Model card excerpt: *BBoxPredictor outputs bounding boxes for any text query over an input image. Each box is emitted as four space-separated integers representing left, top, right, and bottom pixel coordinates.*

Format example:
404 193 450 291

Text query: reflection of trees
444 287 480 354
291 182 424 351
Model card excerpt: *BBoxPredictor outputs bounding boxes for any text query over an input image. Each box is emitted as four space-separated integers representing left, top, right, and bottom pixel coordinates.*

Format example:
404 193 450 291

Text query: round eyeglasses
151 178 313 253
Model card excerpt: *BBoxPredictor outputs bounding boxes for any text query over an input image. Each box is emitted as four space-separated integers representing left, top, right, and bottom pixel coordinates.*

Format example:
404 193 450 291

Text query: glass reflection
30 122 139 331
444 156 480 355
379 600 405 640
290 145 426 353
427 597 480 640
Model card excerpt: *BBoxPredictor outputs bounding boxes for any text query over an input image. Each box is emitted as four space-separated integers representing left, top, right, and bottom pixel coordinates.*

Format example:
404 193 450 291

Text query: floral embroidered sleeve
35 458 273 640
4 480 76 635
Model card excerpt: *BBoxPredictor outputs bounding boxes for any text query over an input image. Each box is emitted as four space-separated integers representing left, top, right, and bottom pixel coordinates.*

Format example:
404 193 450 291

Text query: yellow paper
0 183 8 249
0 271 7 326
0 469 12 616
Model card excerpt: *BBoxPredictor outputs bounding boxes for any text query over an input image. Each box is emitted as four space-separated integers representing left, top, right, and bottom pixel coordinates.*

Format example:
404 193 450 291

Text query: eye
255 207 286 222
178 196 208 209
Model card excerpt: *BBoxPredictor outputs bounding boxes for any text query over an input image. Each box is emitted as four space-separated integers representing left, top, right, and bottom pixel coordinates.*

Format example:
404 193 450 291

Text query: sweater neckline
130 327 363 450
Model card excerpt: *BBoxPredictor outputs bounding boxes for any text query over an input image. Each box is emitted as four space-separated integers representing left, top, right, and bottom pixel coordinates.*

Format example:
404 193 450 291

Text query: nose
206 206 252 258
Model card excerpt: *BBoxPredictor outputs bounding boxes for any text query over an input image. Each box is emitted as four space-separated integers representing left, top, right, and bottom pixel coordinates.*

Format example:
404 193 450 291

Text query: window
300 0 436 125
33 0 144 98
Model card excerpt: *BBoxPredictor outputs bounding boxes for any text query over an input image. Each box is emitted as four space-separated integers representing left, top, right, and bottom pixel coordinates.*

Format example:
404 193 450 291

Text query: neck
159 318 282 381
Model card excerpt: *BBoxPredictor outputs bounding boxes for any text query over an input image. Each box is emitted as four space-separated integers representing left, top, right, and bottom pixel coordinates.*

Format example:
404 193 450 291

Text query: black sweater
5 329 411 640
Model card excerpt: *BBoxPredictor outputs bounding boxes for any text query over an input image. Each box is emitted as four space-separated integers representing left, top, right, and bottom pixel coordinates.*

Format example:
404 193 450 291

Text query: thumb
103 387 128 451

************

* **WHAT IS EXPECTED**
Show every line above that contains the word "sweater".

* **ANSWER TO THIS TASK**
Text query: sweater neckline
Text query: black sweater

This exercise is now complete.